▸ **Data excerpts**
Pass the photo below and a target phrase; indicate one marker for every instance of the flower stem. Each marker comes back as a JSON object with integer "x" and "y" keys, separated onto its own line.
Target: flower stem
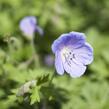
{"x": 52, "y": 76}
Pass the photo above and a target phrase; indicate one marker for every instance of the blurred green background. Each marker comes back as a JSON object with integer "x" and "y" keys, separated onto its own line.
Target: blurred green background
{"x": 17, "y": 63}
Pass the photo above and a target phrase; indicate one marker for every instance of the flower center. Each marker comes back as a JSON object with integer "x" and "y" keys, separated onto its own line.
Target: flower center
{"x": 67, "y": 55}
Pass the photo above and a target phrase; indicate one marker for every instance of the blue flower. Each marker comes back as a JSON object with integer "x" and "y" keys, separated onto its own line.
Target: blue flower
{"x": 28, "y": 26}
{"x": 72, "y": 54}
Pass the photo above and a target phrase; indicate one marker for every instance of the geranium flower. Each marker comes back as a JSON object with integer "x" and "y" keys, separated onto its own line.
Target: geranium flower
{"x": 72, "y": 54}
{"x": 28, "y": 26}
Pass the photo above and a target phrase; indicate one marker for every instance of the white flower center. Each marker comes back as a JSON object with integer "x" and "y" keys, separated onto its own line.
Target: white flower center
{"x": 67, "y": 55}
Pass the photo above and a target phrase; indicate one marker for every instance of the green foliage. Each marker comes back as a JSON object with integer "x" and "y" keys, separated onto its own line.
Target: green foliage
{"x": 25, "y": 81}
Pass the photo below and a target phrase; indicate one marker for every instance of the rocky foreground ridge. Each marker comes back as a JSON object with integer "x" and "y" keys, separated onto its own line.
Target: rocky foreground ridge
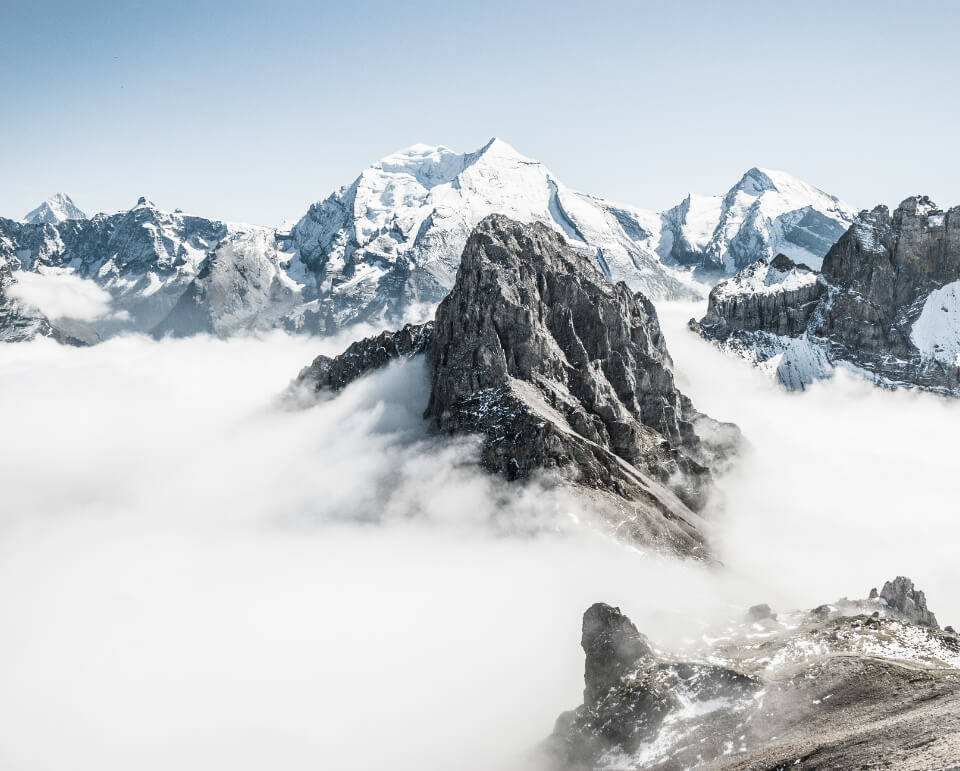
{"x": 561, "y": 373}
{"x": 852, "y": 684}
{"x": 887, "y": 304}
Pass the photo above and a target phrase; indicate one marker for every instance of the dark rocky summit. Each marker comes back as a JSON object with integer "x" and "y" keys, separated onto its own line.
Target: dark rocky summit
{"x": 560, "y": 373}
{"x": 854, "y": 684}
{"x": 887, "y": 303}
{"x": 335, "y": 374}
{"x": 910, "y": 604}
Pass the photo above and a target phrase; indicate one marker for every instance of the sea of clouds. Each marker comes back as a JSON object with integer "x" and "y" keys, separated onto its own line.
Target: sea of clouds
{"x": 195, "y": 575}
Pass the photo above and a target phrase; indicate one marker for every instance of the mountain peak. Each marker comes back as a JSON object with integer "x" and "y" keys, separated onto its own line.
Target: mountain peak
{"x": 757, "y": 180}
{"x": 497, "y": 148}
{"x": 57, "y": 208}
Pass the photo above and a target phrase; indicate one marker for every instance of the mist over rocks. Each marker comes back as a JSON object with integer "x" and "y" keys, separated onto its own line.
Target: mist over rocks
{"x": 561, "y": 373}
{"x": 886, "y": 304}
{"x": 842, "y": 686}
{"x": 20, "y": 321}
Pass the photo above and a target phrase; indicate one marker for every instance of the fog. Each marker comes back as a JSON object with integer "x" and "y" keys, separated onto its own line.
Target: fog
{"x": 193, "y": 576}
{"x": 60, "y": 294}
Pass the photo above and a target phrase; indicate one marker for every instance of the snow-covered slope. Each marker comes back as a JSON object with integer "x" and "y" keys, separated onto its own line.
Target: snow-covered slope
{"x": 145, "y": 258}
{"x": 391, "y": 242}
{"x": 887, "y": 305}
{"x": 55, "y": 209}
{"x": 385, "y": 249}
{"x": 766, "y": 213}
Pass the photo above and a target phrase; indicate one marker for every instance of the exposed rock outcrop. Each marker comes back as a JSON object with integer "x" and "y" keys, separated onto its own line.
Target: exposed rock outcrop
{"x": 902, "y": 598}
{"x": 560, "y": 373}
{"x": 335, "y": 374}
{"x": 854, "y": 684}
{"x": 887, "y": 304}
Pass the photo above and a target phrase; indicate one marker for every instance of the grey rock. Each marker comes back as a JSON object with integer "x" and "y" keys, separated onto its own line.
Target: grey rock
{"x": 556, "y": 367}
{"x": 909, "y": 602}
{"x": 563, "y": 376}
{"x": 765, "y": 213}
{"x": 613, "y": 648}
{"x": 736, "y": 306}
{"x": 827, "y": 689}
{"x": 876, "y": 282}
{"x": 335, "y": 374}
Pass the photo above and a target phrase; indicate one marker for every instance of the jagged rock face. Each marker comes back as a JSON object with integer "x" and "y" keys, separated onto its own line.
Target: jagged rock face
{"x": 887, "y": 303}
{"x": 902, "y": 598}
{"x": 562, "y": 375}
{"x": 612, "y": 646}
{"x": 559, "y": 369}
{"x": 855, "y": 684}
{"x": 335, "y": 374}
{"x": 776, "y": 297}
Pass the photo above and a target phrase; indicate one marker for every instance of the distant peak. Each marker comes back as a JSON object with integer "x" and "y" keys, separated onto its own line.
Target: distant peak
{"x": 56, "y": 208}
{"x": 496, "y": 147}
{"x": 756, "y": 181}
{"x": 919, "y": 204}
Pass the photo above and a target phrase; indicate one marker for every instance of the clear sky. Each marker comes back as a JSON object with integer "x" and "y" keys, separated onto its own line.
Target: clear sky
{"x": 253, "y": 110}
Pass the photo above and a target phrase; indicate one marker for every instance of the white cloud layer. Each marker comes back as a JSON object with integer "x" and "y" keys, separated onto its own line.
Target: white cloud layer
{"x": 193, "y": 578}
{"x": 59, "y": 295}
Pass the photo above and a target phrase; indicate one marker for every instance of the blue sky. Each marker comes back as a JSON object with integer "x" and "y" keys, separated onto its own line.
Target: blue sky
{"x": 252, "y": 110}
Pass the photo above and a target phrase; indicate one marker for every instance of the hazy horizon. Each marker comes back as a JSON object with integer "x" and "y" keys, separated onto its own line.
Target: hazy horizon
{"x": 252, "y": 112}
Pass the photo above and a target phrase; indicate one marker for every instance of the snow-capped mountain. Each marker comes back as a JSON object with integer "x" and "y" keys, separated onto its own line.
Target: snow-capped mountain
{"x": 385, "y": 249}
{"x": 391, "y": 241}
{"x": 55, "y": 209}
{"x": 766, "y": 213}
{"x": 145, "y": 257}
{"x": 886, "y": 304}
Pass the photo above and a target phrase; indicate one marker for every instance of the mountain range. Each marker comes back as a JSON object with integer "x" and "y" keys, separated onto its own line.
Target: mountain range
{"x": 385, "y": 248}
{"x": 886, "y": 304}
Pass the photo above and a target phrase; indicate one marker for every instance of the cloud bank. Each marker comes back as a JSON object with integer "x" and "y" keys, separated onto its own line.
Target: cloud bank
{"x": 61, "y": 295}
{"x": 194, "y": 577}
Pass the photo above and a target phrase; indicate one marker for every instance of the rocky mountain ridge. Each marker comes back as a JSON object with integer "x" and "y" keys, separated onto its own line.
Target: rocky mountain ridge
{"x": 57, "y": 208}
{"x": 563, "y": 375}
{"x": 886, "y": 304}
{"x": 385, "y": 249}
{"x": 851, "y": 684}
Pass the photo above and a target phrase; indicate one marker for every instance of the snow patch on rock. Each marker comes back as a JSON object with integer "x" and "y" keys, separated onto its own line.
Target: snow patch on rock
{"x": 936, "y": 332}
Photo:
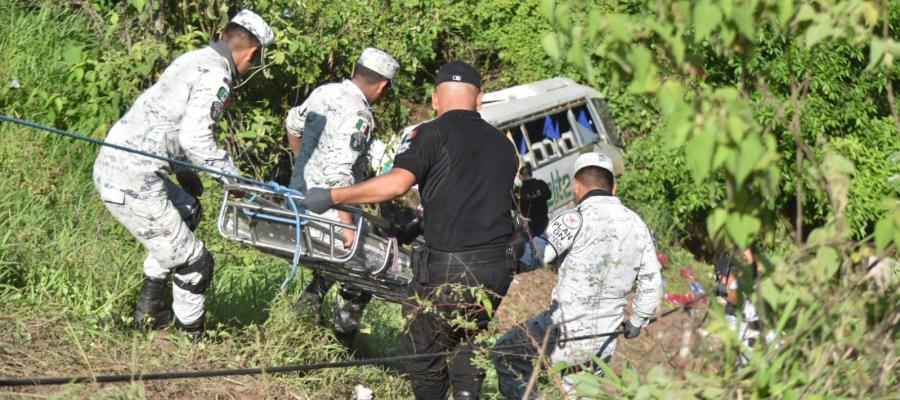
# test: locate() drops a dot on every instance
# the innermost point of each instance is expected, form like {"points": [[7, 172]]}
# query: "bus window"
{"points": [[602, 110], [550, 127], [516, 136], [537, 152], [583, 117]]}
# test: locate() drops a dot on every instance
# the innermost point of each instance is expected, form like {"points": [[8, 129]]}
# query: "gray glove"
{"points": [[318, 200], [631, 331]]}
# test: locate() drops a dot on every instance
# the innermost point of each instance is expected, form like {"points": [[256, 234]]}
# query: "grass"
{"points": [[69, 274]]}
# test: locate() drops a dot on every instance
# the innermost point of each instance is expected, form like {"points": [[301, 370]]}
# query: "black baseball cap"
{"points": [[458, 71]]}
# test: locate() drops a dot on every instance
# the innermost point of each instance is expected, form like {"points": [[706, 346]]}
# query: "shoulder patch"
{"points": [[562, 230], [407, 141], [222, 93], [215, 112], [358, 141]]}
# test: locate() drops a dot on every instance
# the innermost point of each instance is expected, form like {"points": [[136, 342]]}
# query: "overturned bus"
{"points": [[550, 123]]}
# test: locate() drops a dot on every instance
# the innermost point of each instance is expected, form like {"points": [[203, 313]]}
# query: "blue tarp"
{"points": [[551, 128], [583, 121]]}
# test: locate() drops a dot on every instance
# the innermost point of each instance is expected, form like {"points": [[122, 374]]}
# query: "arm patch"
{"points": [[562, 230]]}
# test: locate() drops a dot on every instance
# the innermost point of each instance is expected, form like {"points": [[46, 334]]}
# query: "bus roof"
{"points": [[520, 103]]}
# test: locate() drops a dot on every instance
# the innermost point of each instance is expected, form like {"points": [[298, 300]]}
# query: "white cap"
{"points": [[379, 61], [252, 22], [594, 160]]}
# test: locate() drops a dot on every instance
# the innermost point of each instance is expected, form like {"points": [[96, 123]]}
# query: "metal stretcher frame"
{"points": [[374, 264]]}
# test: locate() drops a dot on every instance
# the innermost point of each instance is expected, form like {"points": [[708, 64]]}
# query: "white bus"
{"points": [[551, 122]]}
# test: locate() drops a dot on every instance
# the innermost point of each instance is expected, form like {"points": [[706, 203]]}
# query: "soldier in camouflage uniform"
{"points": [[175, 118], [329, 135], [607, 248]]}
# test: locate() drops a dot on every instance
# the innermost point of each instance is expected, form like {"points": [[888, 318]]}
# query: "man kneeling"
{"points": [[607, 247]]}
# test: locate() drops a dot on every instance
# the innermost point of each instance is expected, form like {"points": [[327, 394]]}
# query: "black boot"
{"points": [[194, 331], [464, 395], [345, 338], [151, 311]]}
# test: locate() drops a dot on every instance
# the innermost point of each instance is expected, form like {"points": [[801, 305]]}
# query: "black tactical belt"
{"points": [[491, 254]]}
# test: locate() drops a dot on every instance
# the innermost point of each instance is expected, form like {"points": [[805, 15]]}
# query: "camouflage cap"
{"points": [[252, 22], [594, 160], [379, 61]]}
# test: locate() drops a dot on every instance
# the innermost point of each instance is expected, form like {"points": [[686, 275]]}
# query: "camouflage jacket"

▸ **Work item**
To answer, report how many lines of the listing contain the word "below", as a number with nothing else.

▸ **The answer**
2